- [Supplied material]:
* * *
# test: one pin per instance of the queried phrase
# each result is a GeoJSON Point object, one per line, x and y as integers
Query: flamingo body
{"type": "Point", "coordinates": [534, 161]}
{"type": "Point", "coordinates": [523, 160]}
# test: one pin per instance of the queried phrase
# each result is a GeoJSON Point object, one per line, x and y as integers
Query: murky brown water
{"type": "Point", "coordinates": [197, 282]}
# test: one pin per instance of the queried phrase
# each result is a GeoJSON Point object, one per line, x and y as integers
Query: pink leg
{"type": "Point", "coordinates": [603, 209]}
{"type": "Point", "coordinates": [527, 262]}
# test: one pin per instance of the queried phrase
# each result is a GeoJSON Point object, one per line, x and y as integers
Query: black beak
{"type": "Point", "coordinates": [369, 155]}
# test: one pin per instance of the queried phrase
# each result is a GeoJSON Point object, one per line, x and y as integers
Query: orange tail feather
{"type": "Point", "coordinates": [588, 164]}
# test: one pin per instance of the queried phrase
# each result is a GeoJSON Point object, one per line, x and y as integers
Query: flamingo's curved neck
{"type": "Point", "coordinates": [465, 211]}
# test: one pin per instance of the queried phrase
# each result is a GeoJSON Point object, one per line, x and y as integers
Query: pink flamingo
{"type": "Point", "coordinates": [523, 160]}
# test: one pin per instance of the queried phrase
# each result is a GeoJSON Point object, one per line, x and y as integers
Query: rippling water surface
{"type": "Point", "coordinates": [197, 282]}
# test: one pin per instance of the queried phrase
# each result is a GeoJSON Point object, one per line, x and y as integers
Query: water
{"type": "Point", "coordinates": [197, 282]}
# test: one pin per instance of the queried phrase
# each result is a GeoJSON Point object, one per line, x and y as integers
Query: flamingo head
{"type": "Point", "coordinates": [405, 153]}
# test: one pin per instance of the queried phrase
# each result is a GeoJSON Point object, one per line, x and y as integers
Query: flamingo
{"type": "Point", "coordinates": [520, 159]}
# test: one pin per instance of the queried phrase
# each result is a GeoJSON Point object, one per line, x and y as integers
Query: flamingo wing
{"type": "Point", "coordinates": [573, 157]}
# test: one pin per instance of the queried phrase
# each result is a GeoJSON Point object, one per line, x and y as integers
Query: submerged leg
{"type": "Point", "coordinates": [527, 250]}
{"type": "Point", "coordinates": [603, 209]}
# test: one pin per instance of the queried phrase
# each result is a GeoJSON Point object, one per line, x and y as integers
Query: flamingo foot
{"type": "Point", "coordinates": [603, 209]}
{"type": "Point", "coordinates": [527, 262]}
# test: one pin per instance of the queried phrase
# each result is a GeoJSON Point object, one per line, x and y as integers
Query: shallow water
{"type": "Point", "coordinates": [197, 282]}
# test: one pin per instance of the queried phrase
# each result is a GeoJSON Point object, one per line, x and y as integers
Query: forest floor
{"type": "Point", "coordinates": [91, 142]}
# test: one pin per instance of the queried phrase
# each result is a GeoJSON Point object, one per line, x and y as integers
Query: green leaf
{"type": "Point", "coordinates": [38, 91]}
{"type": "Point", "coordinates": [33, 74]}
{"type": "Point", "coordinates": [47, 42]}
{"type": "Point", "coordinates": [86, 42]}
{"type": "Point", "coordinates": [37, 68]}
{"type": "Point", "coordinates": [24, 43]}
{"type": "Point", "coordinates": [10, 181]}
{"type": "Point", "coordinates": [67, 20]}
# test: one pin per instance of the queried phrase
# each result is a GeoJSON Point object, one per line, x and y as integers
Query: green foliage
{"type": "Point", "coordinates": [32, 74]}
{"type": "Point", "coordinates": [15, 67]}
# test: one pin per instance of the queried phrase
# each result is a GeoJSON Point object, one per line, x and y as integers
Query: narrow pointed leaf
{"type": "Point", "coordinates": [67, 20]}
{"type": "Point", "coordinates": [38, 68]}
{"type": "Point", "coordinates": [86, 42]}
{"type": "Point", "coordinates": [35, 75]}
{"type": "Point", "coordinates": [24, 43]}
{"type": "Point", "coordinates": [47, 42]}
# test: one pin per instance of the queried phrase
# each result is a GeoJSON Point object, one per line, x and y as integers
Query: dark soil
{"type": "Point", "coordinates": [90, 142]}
* * *
- [Requirements]:
Every entry in the listing must be retyped exactly.

- [Exercise answer]:
# test: one pin per instance of the queried phrase
# each result is a GeoJSON Point object, one per line, x and y as integers
Query: flamingo body
{"type": "Point", "coordinates": [534, 161]}
{"type": "Point", "coordinates": [523, 160]}
# test: one pin per instance of the queried phrase
# each result is a GeoJSON Point object, one per line, x and y as integers
Query: murky brown water
{"type": "Point", "coordinates": [197, 282]}
# test: one pin per instance of the queried phrase
# each result is a GeoJSON Point object, one per line, x and y as integers
Query: pink leg
{"type": "Point", "coordinates": [603, 209]}
{"type": "Point", "coordinates": [527, 262]}
# test: one pin per instance of the queried phrase
# each result is a GeoJSON Point object, one per line, x and y as integers
Query: black beak
{"type": "Point", "coordinates": [369, 155]}
# test: one pin per instance of the queried phrase
# each result is a GeoJSON Point object, one per line, x and y as integers
Query: orange tail feather
{"type": "Point", "coordinates": [588, 164]}
# test: one pin per instance of the queried phrase
# each result is a GeoJSON Point object, one per line, x and y as integers
Query: flamingo's curved neck
{"type": "Point", "coordinates": [465, 211]}
# test: one pin per instance of the queried phrase
# each result is a GeoJSON Point object, one per line, x and y as integers
Query: pink flamingo
{"type": "Point", "coordinates": [523, 160]}
# test: one pin per instance of the queried phrase
# each result is a GeoJSON Point object, one per line, x and y as integers
Query: rippling water surface
{"type": "Point", "coordinates": [197, 282]}
# test: one pin per instance of the queried phrase
# each result is a GeoJSON Point object, one per line, x and y as integers
Query: water
{"type": "Point", "coordinates": [197, 282]}
# test: one pin per instance of the queried phrase
# each result is a GeoJSON Point object, one per line, x and y as integers
Query: flamingo head
{"type": "Point", "coordinates": [405, 153]}
# test: one pin per instance of the queried phrase
# each result is a GeoJSON Point object, one per line, x and y as integers
Query: flamingo
{"type": "Point", "coordinates": [520, 159]}
# test: one pin per instance of the queried phrase
# each result is a GeoJSON Point object, one per line, x and y as integers
Query: flamingo wing
{"type": "Point", "coordinates": [573, 157]}
# test: one pin per instance of the queried phrase
# each result is a GeoJSON Point object, one per line, x and y as integers
Query: submerged leg
{"type": "Point", "coordinates": [527, 250]}
{"type": "Point", "coordinates": [603, 209]}
# test: one pin per instance of the queried phrase
# each result is a GeoJSON Point object, one per line, x and y as integers
Query: flamingo foot
{"type": "Point", "coordinates": [603, 209]}
{"type": "Point", "coordinates": [527, 262]}
# test: one pin per instance of the queried phrase
# each result is a GeoJSON Point object, one per line, x and y as integers
Query: shallow water
{"type": "Point", "coordinates": [197, 282]}
# test: one pin per instance of the queried phrase
# each result is a GeoJSON Point object, one per line, x and y as integers
Query: forest floor
{"type": "Point", "coordinates": [91, 142]}
# test: one pin per instance of the queried phrase
# each result is a GeoJSON Point object, one per line, x and y as integers
Query: green leaf
{"type": "Point", "coordinates": [38, 91]}
{"type": "Point", "coordinates": [33, 74]}
{"type": "Point", "coordinates": [47, 42]}
{"type": "Point", "coordinates": [86, 42]}
{"type": "Point", "coordinates": [37, 68]}
{"type": "Point", "coordinates": [24, 43]}
{"type": "Point", "coordinates": [10, 181]}
{"type": "Point", "coordinates": [67, 20]}
# test: one pin per instance of the queried phrase
# each result is a GeoJSON Point object, one per line, x and y as integers
Query: green foliage
{"type": "Point", "coordinates": [32, 74]}
{"type": "Point", "coordinates": [15, 67]}
# test: one pin per instance of the queried phrase
# each result is a GeoJSON Point object, one per line, x and y as integers
Query: narrow pointed leaf
{"type": "Point", "coordinates": [67, 20]}
{"type": "Point", "coordinates": [38, 68]}
{"type": "Point", "coordinates": [86, 42]}
{"type": "Point", "coordinates": [35, 75]}
{"type": "Point", "coordinates": [24, 43]}
{"type": "Point", "coordinates": [47, 42]}
# test: one pin per instance of the queried phrase
# each result is a GeoJSON Point object, one per line, x and y as integers
Query: dark soil
{"type": "Point", "coordinates": [90, 142]}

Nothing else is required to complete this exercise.